**Provided data**
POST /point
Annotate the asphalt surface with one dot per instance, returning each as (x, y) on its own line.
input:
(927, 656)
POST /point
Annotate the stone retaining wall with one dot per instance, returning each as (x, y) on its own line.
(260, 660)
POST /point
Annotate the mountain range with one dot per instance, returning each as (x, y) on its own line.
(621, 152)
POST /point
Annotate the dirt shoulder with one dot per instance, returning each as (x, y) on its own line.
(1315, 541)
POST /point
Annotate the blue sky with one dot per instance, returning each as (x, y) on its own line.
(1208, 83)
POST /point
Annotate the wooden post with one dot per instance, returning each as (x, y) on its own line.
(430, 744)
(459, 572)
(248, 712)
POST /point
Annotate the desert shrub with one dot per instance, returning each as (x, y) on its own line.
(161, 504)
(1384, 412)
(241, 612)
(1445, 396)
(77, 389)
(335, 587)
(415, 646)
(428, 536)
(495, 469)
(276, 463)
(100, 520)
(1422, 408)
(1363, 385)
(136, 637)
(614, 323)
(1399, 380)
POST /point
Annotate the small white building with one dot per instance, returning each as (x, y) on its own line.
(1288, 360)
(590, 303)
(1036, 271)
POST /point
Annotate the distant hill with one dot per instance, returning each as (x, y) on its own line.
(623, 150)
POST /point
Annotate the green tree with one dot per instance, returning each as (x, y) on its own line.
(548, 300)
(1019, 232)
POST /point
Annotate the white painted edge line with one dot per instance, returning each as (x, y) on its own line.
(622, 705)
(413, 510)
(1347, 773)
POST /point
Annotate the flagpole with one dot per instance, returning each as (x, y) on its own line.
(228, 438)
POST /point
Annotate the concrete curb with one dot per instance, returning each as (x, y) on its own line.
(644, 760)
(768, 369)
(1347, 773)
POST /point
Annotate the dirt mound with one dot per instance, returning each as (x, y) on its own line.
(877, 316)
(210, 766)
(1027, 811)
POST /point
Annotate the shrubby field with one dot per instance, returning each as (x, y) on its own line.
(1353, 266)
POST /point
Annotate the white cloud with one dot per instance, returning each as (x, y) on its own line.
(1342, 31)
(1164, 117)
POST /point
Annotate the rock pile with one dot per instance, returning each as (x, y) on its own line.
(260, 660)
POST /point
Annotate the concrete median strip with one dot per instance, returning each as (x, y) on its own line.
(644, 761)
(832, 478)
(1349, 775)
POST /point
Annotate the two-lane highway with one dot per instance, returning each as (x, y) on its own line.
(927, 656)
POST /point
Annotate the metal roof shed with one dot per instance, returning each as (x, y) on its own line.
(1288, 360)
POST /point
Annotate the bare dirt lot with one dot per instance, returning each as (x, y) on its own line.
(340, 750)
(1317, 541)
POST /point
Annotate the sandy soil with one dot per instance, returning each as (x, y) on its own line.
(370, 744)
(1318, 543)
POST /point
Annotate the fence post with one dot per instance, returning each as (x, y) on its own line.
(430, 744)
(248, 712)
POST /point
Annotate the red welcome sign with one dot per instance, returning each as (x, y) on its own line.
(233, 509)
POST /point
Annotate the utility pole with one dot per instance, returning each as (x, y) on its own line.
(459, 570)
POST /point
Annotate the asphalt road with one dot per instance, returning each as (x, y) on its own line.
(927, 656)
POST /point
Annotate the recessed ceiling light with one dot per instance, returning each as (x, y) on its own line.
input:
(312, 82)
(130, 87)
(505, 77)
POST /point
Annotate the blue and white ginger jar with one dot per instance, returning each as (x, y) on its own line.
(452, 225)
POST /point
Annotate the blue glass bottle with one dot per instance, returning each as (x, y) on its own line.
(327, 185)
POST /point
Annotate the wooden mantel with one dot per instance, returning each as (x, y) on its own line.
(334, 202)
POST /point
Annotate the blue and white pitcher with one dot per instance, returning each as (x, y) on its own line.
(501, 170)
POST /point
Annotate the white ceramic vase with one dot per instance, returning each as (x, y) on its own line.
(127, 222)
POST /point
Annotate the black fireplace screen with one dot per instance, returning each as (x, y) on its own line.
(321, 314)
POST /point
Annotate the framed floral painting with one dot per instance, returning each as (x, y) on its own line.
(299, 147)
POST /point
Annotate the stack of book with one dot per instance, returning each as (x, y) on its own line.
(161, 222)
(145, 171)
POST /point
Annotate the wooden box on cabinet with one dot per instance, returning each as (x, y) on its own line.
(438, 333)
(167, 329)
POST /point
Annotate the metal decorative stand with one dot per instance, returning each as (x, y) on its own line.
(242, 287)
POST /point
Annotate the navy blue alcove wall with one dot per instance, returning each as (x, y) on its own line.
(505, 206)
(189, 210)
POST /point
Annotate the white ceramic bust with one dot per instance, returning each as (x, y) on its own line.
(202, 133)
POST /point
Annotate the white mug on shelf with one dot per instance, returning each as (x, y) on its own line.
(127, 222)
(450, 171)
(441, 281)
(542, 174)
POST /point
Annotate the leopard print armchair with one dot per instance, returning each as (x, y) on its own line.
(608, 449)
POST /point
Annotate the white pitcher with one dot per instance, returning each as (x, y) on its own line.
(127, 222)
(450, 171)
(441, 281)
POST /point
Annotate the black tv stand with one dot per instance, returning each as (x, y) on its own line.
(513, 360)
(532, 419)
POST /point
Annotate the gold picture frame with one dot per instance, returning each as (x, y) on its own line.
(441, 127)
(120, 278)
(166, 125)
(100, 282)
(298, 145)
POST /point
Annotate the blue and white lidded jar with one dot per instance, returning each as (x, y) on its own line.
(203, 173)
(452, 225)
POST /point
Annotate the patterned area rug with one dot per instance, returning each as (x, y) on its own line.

**Directions for this task**
Find and copy every line in the entries above that contains the word "wooden".

**Task output**
Annotate the wooden post with one dot per instance, returning each as (x, y) on its own line.
Annotate the wooden mantel with one dot per instance, returning each as (x, y) on its own line.
Annotate the wooden box on cabinet with one dot per instance, returning each as (x, y) on its own line.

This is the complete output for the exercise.